- [SOURCE PASSAGE]:

The fuel_type_id is a foreign key to a table that keeps track of the physical properties of different types of fuel (most notably the density of the fuel). The engines our system monitors are capable of switching between different types of fuel to run on.

Now I need to be able to work out the total mass of fuel for a given period. For this I first need calculate the volume from the average flow. Then using the density of the fuel this can be converted to mass.

But I can’t quite work out how to do this when multiple types of fuel have been used during the selected period.

I came up with this query:

SELECT
  tag_id,
  density,
  (avg(liter_per_hour) / 3600) * EXTRACT(EPOCH FROM (max(time) - min(time))) AS liters
FROM fuel_measurement fm
JOIN fuel_type ft ON (fm.fuel_type_id = ft.fuel_type_id)
WHERE tag_id IN (13, 26)
AND time >= '2022-07-01T00:00:00.000Z'   
AND time < '2022-08-01T00:00:00.000Z'   
GROUP BY tag_id, density;

This gives me volume of fuel for each engine and the density for each type of fuel. That’s is easy to convert back to mass in the application code.

But this will not yield correct results when the engine started out with fuel A ran fuel B for a while and then switched back to fuel A during the queried period of time.

I simply can not work out how to deal with this. Any ideas?

Many thanks,
Erik

Hello @erikhh - welcome to the forum.

Are you asking about the reading ahead of your query period… as in, you don’t know what the state of a specific fuel type was prior to '2022-07-01T00:00:00.000Z' (using your example above).

Just want to make sure I understand before giving examples or options.

Hello @ryanbooz - Thanks.

My problem is more with gaps within in the queried range. The query takes averages of both fuel types over the whole period.
But when one type of fuel is burned there are no rows that record 0 values of the other type of fuel. During that time there are simply no rows for the other type of fuel. Thus these rows do not affect the average value for that type of fuel.

In stead during these periods the value of the missing type of fuel should be considered 0 so they weigh along in the average. Currently if you have two types of fuel in a period you get a value that’s roughly twice as big as it should be.

Do you know what I mean?

Ah, that makes more sense. Your example, then, is just the first part of a bigger calculation I assume… maybe storing these values per month (just based on your timestamps)?

The first solution that pops to mind is to ensure you have a set that has all of the fuel types that you want to save data for (all of them I assume). Using a CTE, you could do something like:

WITH ft AS (
   SELECT fuel_type_id FROM fuel_type
)

(Box annotations for photographs)
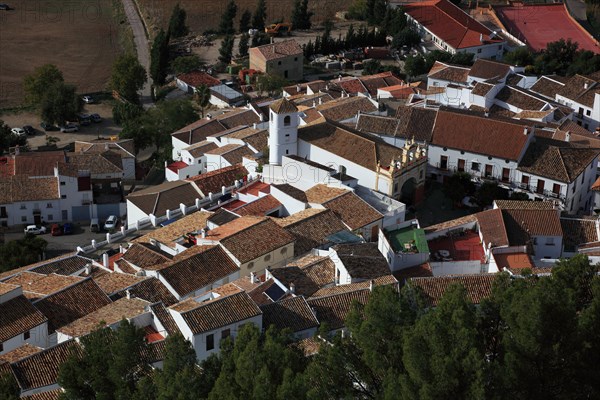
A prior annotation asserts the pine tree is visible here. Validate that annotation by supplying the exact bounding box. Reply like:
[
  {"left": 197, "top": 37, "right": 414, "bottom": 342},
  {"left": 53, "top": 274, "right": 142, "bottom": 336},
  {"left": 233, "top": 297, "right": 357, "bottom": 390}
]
[
  {"left": 219, "top": 0, "right": 237, "bottom": 35},
  {"left": 252, "top": 0, "right": 267, "bottom": 31}
]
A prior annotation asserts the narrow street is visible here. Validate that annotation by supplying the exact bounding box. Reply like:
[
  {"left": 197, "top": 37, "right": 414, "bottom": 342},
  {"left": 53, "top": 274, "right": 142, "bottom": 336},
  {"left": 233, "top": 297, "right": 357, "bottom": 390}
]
[{"left": 123, "top": 0, "right": 153, "bottom": 108}]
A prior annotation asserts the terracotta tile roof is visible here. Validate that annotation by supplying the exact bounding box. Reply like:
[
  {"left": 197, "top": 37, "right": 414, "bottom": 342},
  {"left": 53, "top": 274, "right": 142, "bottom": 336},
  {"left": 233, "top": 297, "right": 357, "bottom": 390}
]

- [SET EXERCISE A]: Duplicate the records from the line containing "A prior annotation asserts the terracotta" through the end of the records, including both of those ends.
- [SET EXERCISE B]: Pick up the forum thread about fuel mass where it stops and continue it.
The forum thread about fuel mass and the records are separate material with no connection to each other.

- [WRITTEN REPLY A]:
A prior annotation asserts the terracotta tile roof is visible here. Validate that annotation by supplying the exact bounding box. Reply like:
[
  {"left": 197, "top": 37, "right": 414, "bottom": 342},
  {"left": 53, "top": 274, "right": 142, "bottom": 336},
  {"left": 233, "top": 297, "right": 357, "bottom": 390}
]

- [WRITTEN REPLY B]:
SELECT ft.fuel_type_id, fm.tag_id, fm.density,
 CASE WHEN fm.liters IS NULL THEN 0 ELSE fm.liters END liters FROM ft
LEFT JOIN (
SELECT
  tag_id,
  density,
  fuel_type_id,
  (avg(liter_per_hour) / 3600) * EXTRACT(EPOCH FROM (max(time) - min(time))) AS liters
FROM fuel_measurement
WHERE tag_id IN (13, 26)
AND time >= '2022-07-01T00:00:00.000Z'   
AND time < '2022-08-01T00:00:00.000Z'   
GROUP BY tag_id, density) fm
on ft.fuel_type_id = fm.fuel_type_id;

This should print one row per fuel type, with the value if there were rows or a zero if the average was null.

This can probably be simplified, but I sat here longer than I want to admit thinking you were asking something else and trying to come up with another solution until I re-read your words. :smiley:

And hopefully it’s obvious that I’m making some assumptions about what’s in each table. You might have to adjust a bit.

Thank you so much for thinking along.

I found the join becoming a bit too large for my situation. I came up with this query now.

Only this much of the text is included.